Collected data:
----------

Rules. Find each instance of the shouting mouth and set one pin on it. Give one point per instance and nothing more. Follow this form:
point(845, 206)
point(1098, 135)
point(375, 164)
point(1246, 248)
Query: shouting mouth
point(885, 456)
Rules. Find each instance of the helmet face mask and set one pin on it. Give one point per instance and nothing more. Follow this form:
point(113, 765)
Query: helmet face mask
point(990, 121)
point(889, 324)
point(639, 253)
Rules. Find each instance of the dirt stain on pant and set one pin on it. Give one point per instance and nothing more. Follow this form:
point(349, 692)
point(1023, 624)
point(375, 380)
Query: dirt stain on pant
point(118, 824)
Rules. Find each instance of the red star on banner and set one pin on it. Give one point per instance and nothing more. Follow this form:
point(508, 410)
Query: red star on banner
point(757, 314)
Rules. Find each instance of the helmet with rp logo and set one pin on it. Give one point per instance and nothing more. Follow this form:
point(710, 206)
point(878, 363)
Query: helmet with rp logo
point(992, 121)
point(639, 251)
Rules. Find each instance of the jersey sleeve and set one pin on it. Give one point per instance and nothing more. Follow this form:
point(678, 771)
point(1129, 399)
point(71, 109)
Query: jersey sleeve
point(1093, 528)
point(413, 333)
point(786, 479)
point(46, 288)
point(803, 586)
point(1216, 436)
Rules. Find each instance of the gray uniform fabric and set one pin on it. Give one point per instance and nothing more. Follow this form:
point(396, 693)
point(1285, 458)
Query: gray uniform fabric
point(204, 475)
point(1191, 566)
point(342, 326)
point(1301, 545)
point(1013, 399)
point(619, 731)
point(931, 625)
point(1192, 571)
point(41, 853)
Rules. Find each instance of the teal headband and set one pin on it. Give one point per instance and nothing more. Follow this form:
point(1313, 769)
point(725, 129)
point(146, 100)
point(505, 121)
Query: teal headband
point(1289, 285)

----------

What is expected: Rewrite the listing above with every occurrence of "set one pin on it" changed to "mark it with a single pin", leaving everything else as it is.

Answer to the task:
Rules. Find each instance of the shouting mouth and mark it with a single pin. Give one point per instance and nothing more. Follow this form:
point(845, 206)
point(1098, 135)
point(375, 164)
point(1246, 248)
Query: shouting mouth
point(885, 456)
Rules. Find each instance of the helmet face mask and mark it with a single pin. Give one point per instance and nothing more. Follow this form:
point(113, 765)
Query: helmet face mask
point(990, 121)
point(889, 324)
point(639, 253)
Rules. Find each instance of the dirt stain on pant and mark it with a single pin. Give one point per instance and nothing more. Follow this form:
point(349, 692)
point(1023, 624)
point(375, 380)
Query: dirt stain on pant
point(118, 824)
Rules. Find each instance of the red star on banner and mark it with a single pin. Give one point per instance and nothing more. Follow this form:
point(508, 410)
Query: red star on banner
point(757, 314)
Rules. Find each instance of the helmet with rp logo and mark it with a single pin. Give one point per instance and nothing more. Follow this form:
point(710, 206)
point(878, 363)
Query: helmet with rp logo
point(992, 121)
point(639, 251)
Rules. Find each instance of the jersey sleeve and mark it with a single pin. Give one point per instance and nothing more. Follow this form:
point(678, 771)
point(1129, 399)
point(71, 109)
Query: jersey sleeve
point(1093, 528)
point(413, 333)
point(786, 479)
point(46, 288)
point(803, 586)
point(1216, 436)
Rules. Find each instance of the gray uniform fabric and mark it with a single pin. Give one point per instance and nothing more. Follow this form:
point(396, 693)
point(1285, 458)
Query: gray uniform fabric
point(204, 475)
point(1191, 566)
point(342, 326)
point(1301, 545)
point(1013, 399)
point(619, 731)
point(931, 625)
point(1192, 571)
point(41, 853)
Rules. Find each instance of the teal headband and mark it with a single pin. Give one point per instance and nothing more. Follow this form:
point(1313, 769)
point(725, 129)
point(146, 100)
point(505, 121)
Query: teal headband
point(1289, 285)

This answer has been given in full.